Tally the lines containing "provide" in this data. Respond with the tally alone.

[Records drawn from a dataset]
----
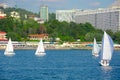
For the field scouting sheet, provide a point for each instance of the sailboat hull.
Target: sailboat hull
(95, 54)
(9, 53)
(104, 63)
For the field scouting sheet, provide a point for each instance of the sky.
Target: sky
(53, 5)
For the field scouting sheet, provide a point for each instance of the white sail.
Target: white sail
(107, 49)
(9, 51)
(96, 48)
(40, 50)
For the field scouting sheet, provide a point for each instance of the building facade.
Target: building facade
(105, 19)
(65, 15)
(44, 13)
(3, 36)
(102, 18)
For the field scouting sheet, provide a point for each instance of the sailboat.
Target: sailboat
(40, 49)
(96, 49)
(9, 51)
(107, 50)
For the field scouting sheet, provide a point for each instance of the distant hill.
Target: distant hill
(22, 12)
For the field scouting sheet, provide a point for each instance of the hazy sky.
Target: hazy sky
(34, 5)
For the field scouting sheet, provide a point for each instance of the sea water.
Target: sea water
(57, 65)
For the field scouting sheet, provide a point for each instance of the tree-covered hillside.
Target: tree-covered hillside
(19, 29)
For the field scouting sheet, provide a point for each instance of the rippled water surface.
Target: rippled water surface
(57, 65)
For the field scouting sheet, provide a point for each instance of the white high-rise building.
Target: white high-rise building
(65, 15)
(44, 14)
(102, 18)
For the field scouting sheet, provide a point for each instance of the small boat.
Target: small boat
(107, 50)
(40, 50)
(9, 51)
(96, 49)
----
Answer for the task — 12